Set exercise A
In the review of the Neapolitan recorder concertos disc, which instrument does Margit Übellacker play?

UNA FOLLIA DI NAPOLI Maurice Steger (rec, cond); Various performers (period instruments) HARMONIA MUNDI 902135 (72:40)


SARRI Concerto No. 11 in a. A. SCARLATTI Improvisation on the Partite “La follia di Spagna”. FIORENZA Sinfonia in a. D. SCARLATTI Sinfonia No. 1 in A. Read more class="COMPOSER12"> BARBELLA Concerto No. 3 in C. F. MANCINI Sonata No. 11 in g. LEO Concerto in G

"The recent beginning to the recovery of the wealth of Neapolitan instrumental music of the late Baroque and early Classical periods has now resulted in a special disc of recorder concertos (and other miscellaneous pieces). First of all, it can be said that, even though the bulk of the composers are greater and lesser lights of the late Baroque, the degree to which their music is known ranges widely. The father-son duo, Alessandro and Domenico Scarlatti, are of course well known, each with an established and now expanding reputation as more of their works become available. Leonardo Leo has had a small role in the revival of Neapolitan opera seria, while elsewhere in this issue I discuss a new disc of the sacred music of Sarri (here called Sarro, an alternative spelling). But I venture that few will have heard much about Nicola Fiorenza, Francesco Mancini, or Francesco Barbella, all of whom were important teachers and church/opera composers in Baroque Naples early on in the 18th century. It is therefore quite illuminating to have all of these composers represented here with a series of recorder concertos, performed with an ensemble made up of instrumentalists who are in and of themselves some of the leading lights of the early-music wave in Europe. Contrabassist Vanni Moretto is known as the conductor of Atalanta fugiens and a proponent of the Milanese symphonies of Sammartini, Brioschi, and others, while violinists Fiorenz de Donatis of I Barrocchisti, Andrea Rognoni of Europa Galante, and Anaïs Chen of La Cetra and La Fenice are all quite active in their own ensembles. Europa Galante has also contributed violist Stefano Marcocchi, and the continuo group consists of Mauro Valli on cello (complementing Moretto on bass and performing with dexterous virtuosity on the baroque cello in some of the movements), Brigitte Gasser from the Concerto di Viole on gamba, Naoki Kitaya on keyboard, Daniele Caminiti on plucked instruments (theorbo and guitar), and, adding a dulcet, jangling tone, Margit Übellacker on the psaltery. One might think that such a range of experts would find it difficult to work with each other, given their own careers built upon individual explorations and interpretations of the music of this era, but here I am delighted to say that the ensemble performs so seamlessly that one would almost wish they would stay together as a group (and of course, come up with their own name).

The key person in this collection is recorder player Maurice Steger, who happened across a collection of 24 concertos for various instruments in a manuscript in the Conservatorio San Pietro a Majella in Naples from 1725. He decided to extract the recorder concertos for this disc. The DVD is filled with Steger and his colleagues (mainly Valli) commenting upon the various aspects of performing these works; how the continuo functioned, the choices in instrumentation, the tempos, etc. Although pictures of Steger conducting, in that very particular loose manner that seems to be de rigeur for early-instrument ensembles of late, abound, it is clear from the short film that many long hours devoted to every detail of how to perform these works has been undertaken. The result, at least from the visual clips, is a rather nice kaleidoscopic view of the recording sessions, and the close-ups of each performer demonstrate the focus and enjoyment they have in bringing these concertos to light. I would venture to say that this is one DVD that really ought to be standard viewing for anyone interested in performing or reviving early music, or even perhaps forming their own ensemble, for it demonstrates convincingly just how such a professional project can be realized.

Available records
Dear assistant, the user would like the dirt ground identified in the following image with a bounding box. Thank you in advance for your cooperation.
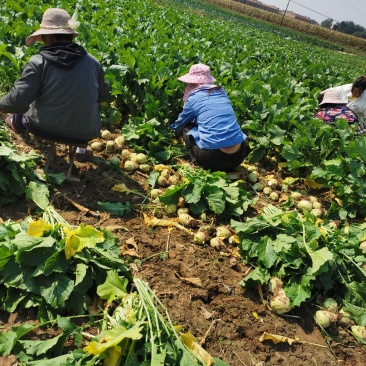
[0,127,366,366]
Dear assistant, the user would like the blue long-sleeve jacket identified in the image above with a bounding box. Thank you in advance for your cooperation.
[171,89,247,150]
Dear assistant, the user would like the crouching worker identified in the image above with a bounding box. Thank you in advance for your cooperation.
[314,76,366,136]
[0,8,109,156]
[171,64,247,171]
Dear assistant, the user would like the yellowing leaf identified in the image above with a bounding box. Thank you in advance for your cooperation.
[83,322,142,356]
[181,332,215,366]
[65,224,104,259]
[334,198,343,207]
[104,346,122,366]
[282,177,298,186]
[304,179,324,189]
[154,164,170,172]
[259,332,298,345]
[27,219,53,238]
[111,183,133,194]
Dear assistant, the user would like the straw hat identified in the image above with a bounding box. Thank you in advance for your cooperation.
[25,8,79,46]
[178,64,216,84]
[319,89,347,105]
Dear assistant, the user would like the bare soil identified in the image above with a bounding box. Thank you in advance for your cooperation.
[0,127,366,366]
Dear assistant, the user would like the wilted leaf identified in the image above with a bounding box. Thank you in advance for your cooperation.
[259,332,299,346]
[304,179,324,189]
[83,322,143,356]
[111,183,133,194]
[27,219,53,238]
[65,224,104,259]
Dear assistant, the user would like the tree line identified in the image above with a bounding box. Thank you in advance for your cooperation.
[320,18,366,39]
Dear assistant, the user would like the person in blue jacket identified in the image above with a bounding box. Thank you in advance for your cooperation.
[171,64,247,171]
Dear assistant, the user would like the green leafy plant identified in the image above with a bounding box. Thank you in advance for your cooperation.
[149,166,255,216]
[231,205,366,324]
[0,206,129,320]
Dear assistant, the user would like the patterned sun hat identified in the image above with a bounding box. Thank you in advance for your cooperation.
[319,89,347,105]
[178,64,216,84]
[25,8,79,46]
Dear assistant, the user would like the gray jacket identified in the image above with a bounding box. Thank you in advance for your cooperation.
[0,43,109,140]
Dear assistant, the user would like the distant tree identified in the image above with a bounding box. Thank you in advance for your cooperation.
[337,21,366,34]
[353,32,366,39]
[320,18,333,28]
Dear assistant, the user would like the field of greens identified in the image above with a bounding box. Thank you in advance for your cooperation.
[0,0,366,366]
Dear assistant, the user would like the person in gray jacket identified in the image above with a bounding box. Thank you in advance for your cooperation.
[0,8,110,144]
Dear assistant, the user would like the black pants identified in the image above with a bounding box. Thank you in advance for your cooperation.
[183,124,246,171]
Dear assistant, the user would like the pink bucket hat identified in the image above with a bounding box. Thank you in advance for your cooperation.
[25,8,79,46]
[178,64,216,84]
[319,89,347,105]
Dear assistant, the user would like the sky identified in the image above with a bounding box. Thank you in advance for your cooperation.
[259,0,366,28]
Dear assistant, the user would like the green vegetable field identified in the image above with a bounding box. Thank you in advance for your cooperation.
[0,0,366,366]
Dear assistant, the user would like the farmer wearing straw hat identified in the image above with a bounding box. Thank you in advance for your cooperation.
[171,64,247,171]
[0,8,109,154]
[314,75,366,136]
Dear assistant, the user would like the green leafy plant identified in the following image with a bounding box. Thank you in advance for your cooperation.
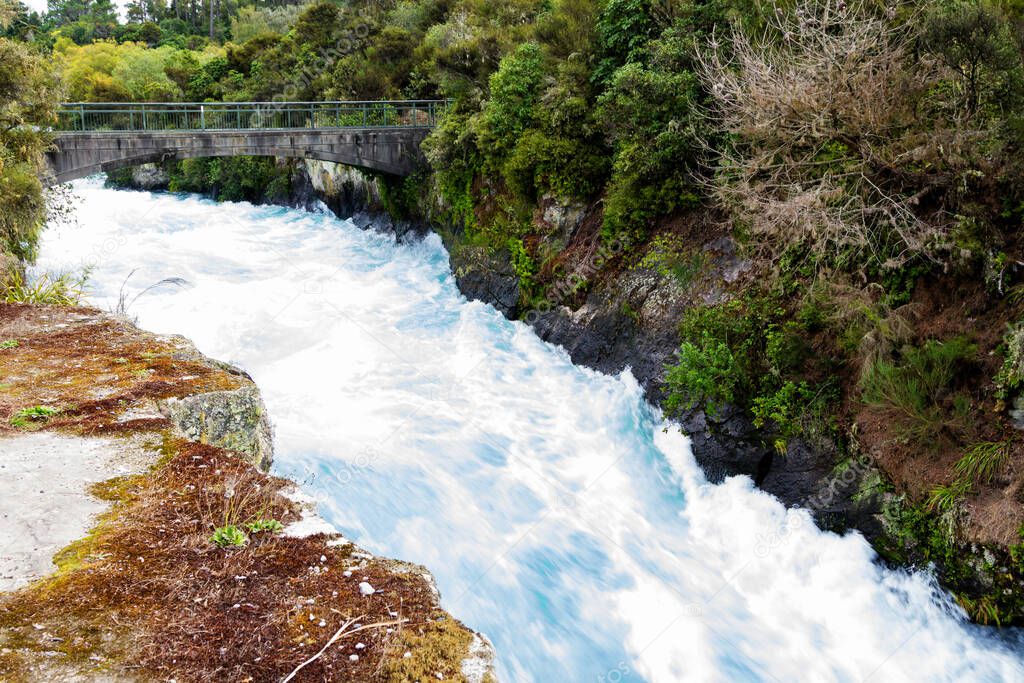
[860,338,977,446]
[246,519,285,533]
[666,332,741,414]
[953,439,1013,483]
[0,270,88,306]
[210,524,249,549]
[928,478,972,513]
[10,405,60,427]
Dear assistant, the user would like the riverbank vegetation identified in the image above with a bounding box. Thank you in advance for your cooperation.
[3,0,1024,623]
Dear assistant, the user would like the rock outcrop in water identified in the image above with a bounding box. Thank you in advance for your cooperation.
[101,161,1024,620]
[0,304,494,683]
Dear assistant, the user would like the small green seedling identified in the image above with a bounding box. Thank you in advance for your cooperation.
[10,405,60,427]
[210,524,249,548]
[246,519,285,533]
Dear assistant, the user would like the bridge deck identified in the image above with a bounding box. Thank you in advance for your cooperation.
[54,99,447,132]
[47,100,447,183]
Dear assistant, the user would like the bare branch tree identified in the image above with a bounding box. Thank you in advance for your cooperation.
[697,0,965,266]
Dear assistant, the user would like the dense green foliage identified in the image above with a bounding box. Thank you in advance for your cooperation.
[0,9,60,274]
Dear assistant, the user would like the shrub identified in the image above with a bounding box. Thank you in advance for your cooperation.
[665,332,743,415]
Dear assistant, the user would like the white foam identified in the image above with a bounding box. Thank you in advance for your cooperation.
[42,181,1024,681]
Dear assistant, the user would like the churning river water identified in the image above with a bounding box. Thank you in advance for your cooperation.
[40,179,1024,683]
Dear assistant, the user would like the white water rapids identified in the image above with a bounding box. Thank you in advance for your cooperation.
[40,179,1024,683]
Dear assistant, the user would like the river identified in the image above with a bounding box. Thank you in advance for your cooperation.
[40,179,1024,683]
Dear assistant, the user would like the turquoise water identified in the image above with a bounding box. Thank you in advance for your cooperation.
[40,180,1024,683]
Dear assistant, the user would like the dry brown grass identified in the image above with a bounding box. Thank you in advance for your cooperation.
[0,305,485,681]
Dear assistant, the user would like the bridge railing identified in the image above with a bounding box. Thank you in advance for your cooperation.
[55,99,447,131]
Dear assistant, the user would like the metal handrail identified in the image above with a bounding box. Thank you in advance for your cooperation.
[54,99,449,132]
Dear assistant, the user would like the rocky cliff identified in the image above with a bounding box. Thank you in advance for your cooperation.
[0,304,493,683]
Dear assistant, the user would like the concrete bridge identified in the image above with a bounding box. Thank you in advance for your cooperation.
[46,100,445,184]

Set exercise B
Please recast the entries as a numbered list, from the line containing "Dear assistant, the user would like the white water" through the last line of the entries, both included, and leave out any blank lines.

Output A
The psaltery.

Output B
1. Dear assistant, the user would like the white water rapids identified in the image above with a bounding box. Thank you in advance for your cooperation.
2. [40,179,1024,683]
3. Dear assistant, the user would like the river identified in the image above with a bounding box. Thank you in advance for your cooperation.
4. [40,179,1024,683]
5. Dear assistant, the user would like the turquoise water identified in the image above with a bounding box. Thank you in advance for your cooperation.
6. [40,180,1024,683]
7. Dear assistant, the user would like the dry brown grass identified in the image above with a bounding box. Thank you in advance for your cooperation.
8. [0,305,485,681]
9. Dear assistant, the user would like the bridge railing identified in the image above with a bounding box. Thank you in advance for your cooperation.
10. [55,99,447,131]
11. Dear assistant, the user would like the metal handrail identified in the image above with a bounding box. Thank you in advance for your cooperation.
12. [54,99,449,132]
13. Dear assistant, the user would like the rocky cliff identified in the image above with a bounding box. Thank you in advance for your cooperation.
14. [0,304,493,683]
15. Dear assistant, the user would like the concrete bridge identified in the image above with a bounding box. Thank you in advance for your cooperation.
16. [46,100,445,184]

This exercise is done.